▶ PROBLEM A
Write out the part of the summit write-up that begins at the words "Pokemon Go(Image Source: Pexels)" and stops after "a brand’s ethos.".

─── PASSAGE TO READ

Recently, I had the pleasure of attending the annual Digital Content Summit in London. It showcased a range of experts who shared their knowledge of such varied topics as multichannel delivery, content and influencer engagement, measuring impact and different realities.

There was a whole day of speakers, so I wanted to share with you a few of my choice standouts and key takeaways. The day kicked off with a keynote from Patrick Collister, head of design from Google. The main message that resonated from his speech was that augmented reality and virtual reality are the future. This also seemed to be a theme throughout the conference, with so many speakers sharing the same belief.

We’re already starting to see these changes come in with the introduction of Snapchat Spectacles and the recent success of Pokémon Go. People love this mixed and augmented reality, but we’re only really seeing these in apps and games currently. How long will it be before they become part of everyday life?

Pokemon Go(Image Source: Pexels)

Another interesting panel was around managing content-ownership models. These experts championed the use of influencers in campaigns to allow full integration into a brand’s ethos.

So what do they think is holding brands back? They spoke of the fact that many brands are looking at content as a menu rather than the story behind the medium. They also don’t trust the opinion of the influencers, and try to control them too much.

──────
─── SOURCE RECORDS

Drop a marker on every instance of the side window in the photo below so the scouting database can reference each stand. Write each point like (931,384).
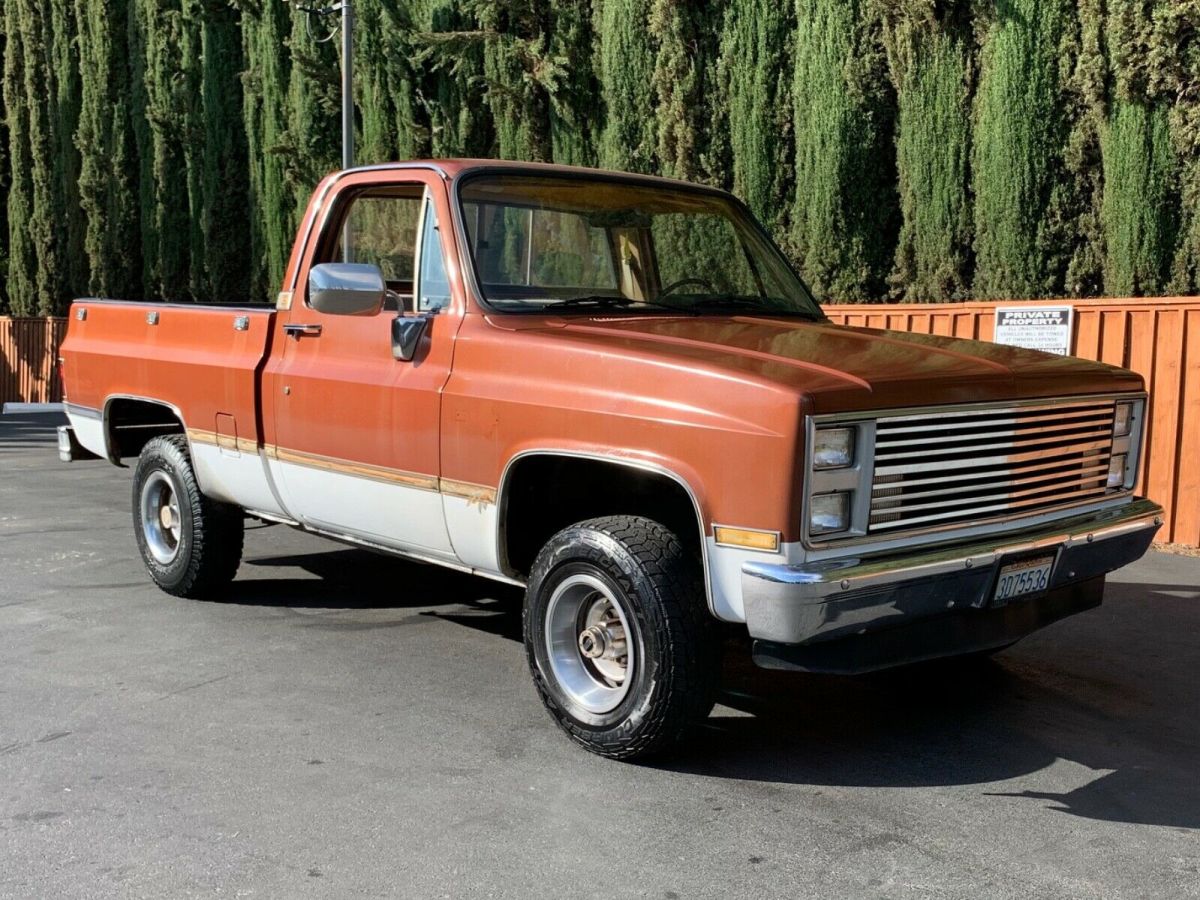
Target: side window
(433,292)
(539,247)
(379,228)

──────

▶ PROBLEM B
Repeat every line of the entries above word for word, but leave the picture out of your answer.

▶ EXERCISE ANSWER A
Pokemon Go(Image Source: Pexels)

Another interesting panel was around managing content-ownership models. These experts championed the use of influencers in campaigns to allow full integration into a brand’s ethos.

▶ EXERCISE ANSWER B
Drop a marker on every instance of the side window in the photo below so the scouting database can reference each stand. Write each point like (931,384).
Target: side window
(433,292)
(539,247)
(379,228)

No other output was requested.